### Record excerpts
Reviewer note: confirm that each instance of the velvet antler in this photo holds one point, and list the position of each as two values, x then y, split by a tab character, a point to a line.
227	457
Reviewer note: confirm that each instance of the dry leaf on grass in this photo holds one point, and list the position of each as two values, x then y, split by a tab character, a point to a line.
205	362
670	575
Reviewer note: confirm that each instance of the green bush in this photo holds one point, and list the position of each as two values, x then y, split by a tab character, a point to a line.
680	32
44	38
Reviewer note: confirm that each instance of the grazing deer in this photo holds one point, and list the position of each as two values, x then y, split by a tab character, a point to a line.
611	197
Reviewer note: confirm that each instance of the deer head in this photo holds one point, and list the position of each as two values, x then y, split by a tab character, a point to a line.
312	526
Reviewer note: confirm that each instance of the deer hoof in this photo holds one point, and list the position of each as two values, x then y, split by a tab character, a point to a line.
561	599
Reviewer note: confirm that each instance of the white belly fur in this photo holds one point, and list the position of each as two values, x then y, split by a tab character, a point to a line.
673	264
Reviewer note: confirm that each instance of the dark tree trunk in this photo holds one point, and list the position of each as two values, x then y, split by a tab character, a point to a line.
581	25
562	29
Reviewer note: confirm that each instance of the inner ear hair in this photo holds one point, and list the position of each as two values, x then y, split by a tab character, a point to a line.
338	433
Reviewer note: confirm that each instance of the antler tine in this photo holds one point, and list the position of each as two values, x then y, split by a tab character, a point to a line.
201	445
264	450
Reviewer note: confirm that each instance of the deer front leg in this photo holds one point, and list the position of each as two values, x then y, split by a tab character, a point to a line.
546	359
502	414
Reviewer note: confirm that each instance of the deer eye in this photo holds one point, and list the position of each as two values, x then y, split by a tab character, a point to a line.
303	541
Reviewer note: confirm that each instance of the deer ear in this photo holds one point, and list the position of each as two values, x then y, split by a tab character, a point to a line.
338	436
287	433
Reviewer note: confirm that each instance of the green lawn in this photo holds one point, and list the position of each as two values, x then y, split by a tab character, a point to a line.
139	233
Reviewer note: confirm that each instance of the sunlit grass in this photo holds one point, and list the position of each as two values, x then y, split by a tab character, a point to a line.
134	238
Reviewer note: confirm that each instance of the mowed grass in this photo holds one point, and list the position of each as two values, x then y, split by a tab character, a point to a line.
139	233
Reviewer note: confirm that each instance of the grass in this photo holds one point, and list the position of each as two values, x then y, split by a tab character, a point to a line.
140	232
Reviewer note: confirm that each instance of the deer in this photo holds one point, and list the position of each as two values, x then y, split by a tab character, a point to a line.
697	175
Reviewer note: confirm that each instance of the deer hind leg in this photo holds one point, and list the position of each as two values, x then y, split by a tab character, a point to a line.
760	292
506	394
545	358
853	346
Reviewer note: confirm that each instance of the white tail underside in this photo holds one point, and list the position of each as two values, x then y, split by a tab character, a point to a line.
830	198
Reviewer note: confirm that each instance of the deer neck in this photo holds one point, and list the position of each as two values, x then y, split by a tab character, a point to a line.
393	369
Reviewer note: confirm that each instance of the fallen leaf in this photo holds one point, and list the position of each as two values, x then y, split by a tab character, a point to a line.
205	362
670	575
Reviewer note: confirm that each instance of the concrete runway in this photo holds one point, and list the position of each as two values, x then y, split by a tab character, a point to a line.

### Work order
Everything in the listing above needs to be copied exactly.

### Final answer
Reviewer note: confirm that each instance of the velvet antler in this photo holds one point, and list the position of each as two values, x then y, split by a tab character, a point to a line.
227	457
Reviewer note: confirm that each instance of the dry leaf on grass in this photo holds one point, and list the position of each as two values, x then y, split by a tab character, a point to a line.
205	362
670	575
Reviewer note: confirm that each instance of the green bush in this photo holds one point, and list the position of each as two values, x then y, split by a tab character, a point to a line.
680	32
44	38
Reviewer note: confirm that each instance of the grazing deer in this photo holds one point, and list the position of each as two values, x then y, split by a tab character, a point to a line.
611	197
Reviewer note: confirm that each instance of the deer head in this photo holds one point, and list the position of each as two values, x then y, split by a tab character, a point to a line.
312	526
Reviewer note: confirm that each instance of the deer hoof in this photo holds one point, and list the position of each as two values, x then y, split by a tab character, a point to a line.
561	599
Reviewer note: confirm that each instance of the white belly fur in this photo holds one point, and list the position of each as two values, x then y, split by a tab character, a point to a line.
673	264
Reviewer note: confirm that each instance of the dark tree trunk in this photo holds one point, and list the position of each as two values, x then y, split by a tab character, a point to a line.
581	25
562	29
Reviewer note: confirm that each instance of the inner ear hair in this photo holds one point, and list the position of each as two values, x then y, split by a tab character, a point to a line.
338	433
Reviewer note: confirm that each instance of the antler tine in this photo holds one point, and list the position of each as two values, x then y, split by a tab character, a point to a line.
201	445
264	450
Reviewer note: confirm that each instance of the deer front leg in this photo holds one point, and list the position of each as two values, x then y, split by a tab character, a point to a line.
546	359
502	414
Reviewer note: confirm that each instance of the deer eye in this photo holds one point, and list the position of each as two values, x then y, split by a tab character, a point to a line.
303	541
Reviewer note: confirm that each instance of the deer ear in this photo holds one point, and list the position of each as two values, x then y, split by a tab character, a point to a line.
338	436
287	433
Reviewer note: confirm that each instance of the green lawn in this photo holds one point, and list the position of each as two values, x then y, split by a tab character, a point to a line.
139	233
Reviewer note: confirm that each instance of the sunlit grass in this photo holds one point, and list the position of each as two values, x then y, split by a tab character, a point to a line.
134	238
Reviewer note: confirm that each instance of the mowed grass in this photo holds one point, and list the position of each as two values, x then y, split by a tab character, a point to a line.
139	233
Reviewer note: confirm that each instance of the grass in this photo holds one point, and list the position of each as two values, x then y, split by a tab character, a point to a line.
140	232
Reviewer note: confirm that each instance of the deer in this photo holds one point, and list the position of each as two values, x then y, split by a tab character, a point to a line.
697	175
Reviewer note: confirm that each instance of the deer hind leg in this photo holds one point, and list the position of each as two values, x then y, split by a tab character, a point to a line.
760	292
506	394
545	358
853	346
Reviewer note: confirm that each instance of the white tail underside in this photo holds one point, and list the position of each as two values, x then y, split by a tab character, a point to a line.
830	198
Reviewer note: confirm that each instance of the deer neck in this photo holds one point, and list the position of each as two values, x then y, split by a tab character, a point to a line.
393	369
Reviewer note: confirm that each instance of the fallen leaf in this photo holds one point, and list the position of each as two values, x then y, split by a tab character, a point to a line.
205	362
670	575
Reviewer note: confirm that each instance of the concrete runway in this photo holds one point, and list the position of each as two values, x then y, split by a tab character, a point to a line.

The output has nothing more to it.